## Problem requirements
Count the lines of the data below that contain the word "above". Give only the number.

## Supplied data
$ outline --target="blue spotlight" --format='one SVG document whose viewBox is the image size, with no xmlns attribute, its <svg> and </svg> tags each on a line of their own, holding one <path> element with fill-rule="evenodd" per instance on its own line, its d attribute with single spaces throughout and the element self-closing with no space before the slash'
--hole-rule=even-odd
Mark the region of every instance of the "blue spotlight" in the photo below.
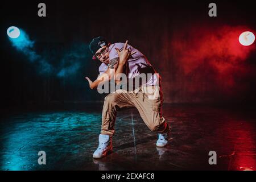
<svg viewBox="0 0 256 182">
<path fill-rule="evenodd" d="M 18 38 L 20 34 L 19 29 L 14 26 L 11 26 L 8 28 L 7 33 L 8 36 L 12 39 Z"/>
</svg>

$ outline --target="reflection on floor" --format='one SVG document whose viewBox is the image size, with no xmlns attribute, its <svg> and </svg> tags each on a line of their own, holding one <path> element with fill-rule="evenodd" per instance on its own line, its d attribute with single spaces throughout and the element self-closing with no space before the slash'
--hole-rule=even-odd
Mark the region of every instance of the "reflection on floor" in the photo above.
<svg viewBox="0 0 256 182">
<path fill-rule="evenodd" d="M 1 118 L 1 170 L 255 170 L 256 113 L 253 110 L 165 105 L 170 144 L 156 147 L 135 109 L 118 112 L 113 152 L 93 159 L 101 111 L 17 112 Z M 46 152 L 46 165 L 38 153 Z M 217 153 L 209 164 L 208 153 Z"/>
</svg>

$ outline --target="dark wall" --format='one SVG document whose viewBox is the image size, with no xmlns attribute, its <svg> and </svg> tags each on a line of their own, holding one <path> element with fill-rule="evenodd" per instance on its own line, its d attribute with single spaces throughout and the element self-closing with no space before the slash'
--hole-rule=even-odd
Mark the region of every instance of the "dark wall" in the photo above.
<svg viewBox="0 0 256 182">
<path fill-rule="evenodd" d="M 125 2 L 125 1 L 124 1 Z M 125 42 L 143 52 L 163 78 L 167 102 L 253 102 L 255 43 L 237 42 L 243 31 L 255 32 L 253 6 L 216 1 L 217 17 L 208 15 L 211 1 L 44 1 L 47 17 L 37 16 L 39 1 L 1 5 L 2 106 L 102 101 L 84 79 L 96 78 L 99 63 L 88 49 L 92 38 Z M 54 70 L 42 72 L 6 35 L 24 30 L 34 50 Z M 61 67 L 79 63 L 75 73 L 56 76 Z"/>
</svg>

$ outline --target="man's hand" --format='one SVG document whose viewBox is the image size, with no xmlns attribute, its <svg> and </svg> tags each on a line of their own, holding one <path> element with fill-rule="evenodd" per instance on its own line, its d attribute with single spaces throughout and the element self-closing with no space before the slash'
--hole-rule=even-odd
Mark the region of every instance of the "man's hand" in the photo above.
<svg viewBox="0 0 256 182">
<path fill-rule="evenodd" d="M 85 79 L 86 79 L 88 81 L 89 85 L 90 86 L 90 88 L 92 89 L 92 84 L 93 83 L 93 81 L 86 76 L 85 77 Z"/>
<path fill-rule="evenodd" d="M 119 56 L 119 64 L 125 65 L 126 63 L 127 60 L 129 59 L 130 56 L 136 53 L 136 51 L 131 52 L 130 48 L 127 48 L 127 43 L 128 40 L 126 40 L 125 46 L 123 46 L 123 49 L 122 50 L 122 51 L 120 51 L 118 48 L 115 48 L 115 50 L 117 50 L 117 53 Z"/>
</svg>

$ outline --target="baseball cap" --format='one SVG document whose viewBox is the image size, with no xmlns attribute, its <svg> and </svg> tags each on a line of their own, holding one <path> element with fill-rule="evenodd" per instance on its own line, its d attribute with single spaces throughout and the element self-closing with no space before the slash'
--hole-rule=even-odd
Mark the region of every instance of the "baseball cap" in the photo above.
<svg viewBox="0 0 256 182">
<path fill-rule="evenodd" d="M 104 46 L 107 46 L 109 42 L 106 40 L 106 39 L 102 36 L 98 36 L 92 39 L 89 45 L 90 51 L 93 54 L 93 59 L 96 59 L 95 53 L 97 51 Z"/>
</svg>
==
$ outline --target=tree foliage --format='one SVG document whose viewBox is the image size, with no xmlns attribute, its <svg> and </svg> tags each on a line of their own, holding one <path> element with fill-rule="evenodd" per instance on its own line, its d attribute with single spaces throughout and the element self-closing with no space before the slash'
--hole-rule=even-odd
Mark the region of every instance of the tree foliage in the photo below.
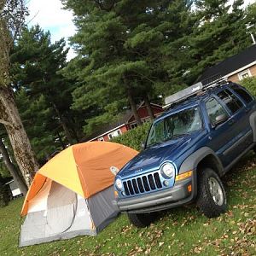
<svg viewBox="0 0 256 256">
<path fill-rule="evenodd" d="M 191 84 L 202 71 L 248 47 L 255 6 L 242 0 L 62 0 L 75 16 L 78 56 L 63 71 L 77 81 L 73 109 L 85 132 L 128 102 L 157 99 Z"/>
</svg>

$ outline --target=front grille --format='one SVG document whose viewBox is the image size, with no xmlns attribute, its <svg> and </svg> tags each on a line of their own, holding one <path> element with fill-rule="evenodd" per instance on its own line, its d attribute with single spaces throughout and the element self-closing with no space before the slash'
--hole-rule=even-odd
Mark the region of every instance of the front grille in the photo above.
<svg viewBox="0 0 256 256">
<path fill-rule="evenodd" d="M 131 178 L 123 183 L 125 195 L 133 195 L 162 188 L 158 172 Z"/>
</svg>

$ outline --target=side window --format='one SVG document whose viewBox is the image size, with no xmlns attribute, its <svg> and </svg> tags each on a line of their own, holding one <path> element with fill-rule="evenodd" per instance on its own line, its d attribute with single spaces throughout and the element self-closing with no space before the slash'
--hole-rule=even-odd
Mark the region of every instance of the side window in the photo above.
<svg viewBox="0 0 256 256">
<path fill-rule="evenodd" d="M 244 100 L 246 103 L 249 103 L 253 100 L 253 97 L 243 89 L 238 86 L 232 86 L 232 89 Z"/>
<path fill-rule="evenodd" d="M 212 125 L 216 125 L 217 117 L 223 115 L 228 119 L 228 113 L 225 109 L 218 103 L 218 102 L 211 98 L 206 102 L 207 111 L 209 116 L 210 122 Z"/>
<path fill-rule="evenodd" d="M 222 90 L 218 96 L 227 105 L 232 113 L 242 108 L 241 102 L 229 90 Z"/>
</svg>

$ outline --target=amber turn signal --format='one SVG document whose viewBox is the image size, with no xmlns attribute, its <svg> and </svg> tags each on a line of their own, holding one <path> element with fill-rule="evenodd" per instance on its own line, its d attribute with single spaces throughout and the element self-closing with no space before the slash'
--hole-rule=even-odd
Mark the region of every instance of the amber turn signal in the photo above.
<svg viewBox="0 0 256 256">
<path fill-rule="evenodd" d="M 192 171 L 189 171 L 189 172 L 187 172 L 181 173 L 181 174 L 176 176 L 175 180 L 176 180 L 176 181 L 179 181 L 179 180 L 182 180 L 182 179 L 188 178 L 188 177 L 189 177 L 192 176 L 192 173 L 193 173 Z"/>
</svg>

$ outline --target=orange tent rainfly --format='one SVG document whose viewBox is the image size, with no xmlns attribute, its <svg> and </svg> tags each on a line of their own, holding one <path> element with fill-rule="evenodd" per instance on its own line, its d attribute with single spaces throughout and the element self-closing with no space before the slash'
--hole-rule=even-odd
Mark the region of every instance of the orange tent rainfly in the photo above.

## Solution for this problem
8